How is this different from having Claude Code write Playwright tests directly?

Three things. First, the tests Assrt produces are a Markdown DSL (#Case N: blocks with 3-5 plain-English steps), not TypeScript. The agent does not have to maintain selector strings, imports, or a Playwright config. The scenario text stays readable if you open it in a year. Second, Assrt runs through @playwright/mcp with accessibility-tree refs (like [ref=e12]) rather than CSS or XPath. When the product ships a redesign, the same plan keeps running because 'the Submit button' is still named Submit in the accessibility tree even if its class name changed. Third, Assrt maintains its own agent loop with 18 low-level browser tools at /Users/matthewdi/assrt-mcp/src/core/agent.ts, including the primitives that made this category possible: wait_for_stable (MutationObserver-based), create_temp_email (real disposable inbox via temp-mail.io), http_request (for downstream webhook verification), and an infinite-step recovery loop. The coding agent does not build those; it gets them for free.

Does the agent need to know Playwright to use Assrt?

No. The only surface it sees is the three MCP tools and the scenario file. The tool schema for assrt_test, defined at server.ts lines 338-358, takes a URL, a Markdown plan, optional variables, optional pass criteria, optional viewport preset ('mobile' or 'desktop'), optional tags, and a few run-mode flags (extension, isolated, headed, keepBrowserOpen). The LLM, by default claude-haiku-4-5-20251001, handles everything below that: deciding which element to click, snapshotting the accessibility tree, pasting an OTP atomically, polling a disposable inbox, or making an http_request to verify a webhook. From the coding agent's perspective, 'run a browser test' is one tool call and a structured response.

What about tests that need a real logged-in user — how does an AI agent handle that?

• **Data for analysis**

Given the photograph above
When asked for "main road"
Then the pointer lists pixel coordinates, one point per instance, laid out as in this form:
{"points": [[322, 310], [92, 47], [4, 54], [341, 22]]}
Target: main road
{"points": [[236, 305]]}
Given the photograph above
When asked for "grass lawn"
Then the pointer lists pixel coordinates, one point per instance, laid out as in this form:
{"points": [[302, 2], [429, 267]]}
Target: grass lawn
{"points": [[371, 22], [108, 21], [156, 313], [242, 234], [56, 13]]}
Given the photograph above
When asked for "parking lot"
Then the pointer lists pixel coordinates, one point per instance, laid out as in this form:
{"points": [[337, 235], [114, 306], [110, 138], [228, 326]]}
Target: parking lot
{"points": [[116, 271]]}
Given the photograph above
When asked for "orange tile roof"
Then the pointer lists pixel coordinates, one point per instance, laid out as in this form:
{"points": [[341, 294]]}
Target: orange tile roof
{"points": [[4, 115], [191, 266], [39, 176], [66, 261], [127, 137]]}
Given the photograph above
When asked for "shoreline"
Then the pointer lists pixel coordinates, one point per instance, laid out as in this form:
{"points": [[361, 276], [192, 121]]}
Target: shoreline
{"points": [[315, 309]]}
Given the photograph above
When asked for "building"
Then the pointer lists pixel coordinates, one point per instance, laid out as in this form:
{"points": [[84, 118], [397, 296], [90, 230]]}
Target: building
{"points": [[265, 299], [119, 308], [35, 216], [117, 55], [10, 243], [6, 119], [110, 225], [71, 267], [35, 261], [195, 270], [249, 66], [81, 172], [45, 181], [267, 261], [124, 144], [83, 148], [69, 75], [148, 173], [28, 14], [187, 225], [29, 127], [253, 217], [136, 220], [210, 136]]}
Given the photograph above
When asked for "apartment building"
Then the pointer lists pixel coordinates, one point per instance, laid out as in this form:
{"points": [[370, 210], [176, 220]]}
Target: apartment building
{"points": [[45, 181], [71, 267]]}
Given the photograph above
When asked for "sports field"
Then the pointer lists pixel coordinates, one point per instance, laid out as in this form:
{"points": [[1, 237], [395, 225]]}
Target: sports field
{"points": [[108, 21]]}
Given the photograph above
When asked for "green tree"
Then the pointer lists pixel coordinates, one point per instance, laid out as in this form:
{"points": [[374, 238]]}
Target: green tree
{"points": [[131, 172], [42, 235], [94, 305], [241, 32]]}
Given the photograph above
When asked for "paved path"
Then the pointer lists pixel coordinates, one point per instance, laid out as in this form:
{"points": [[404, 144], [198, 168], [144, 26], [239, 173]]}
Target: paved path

• **Task brief**
Answer these questions from the Assrt FAQ above:
(a) In what format are the tests Assrt produces written?
(b) How many low-level browser tools does Assrt's own agent loop include?
(c) Which LLM does Assrt use by default?

• **Output**
(a) A Markdown DSL (#Case N: blocks with 3-5 plain-English steps), not TypeScript.
(b) 18.
(c) claude-haiku-4-5-20251001.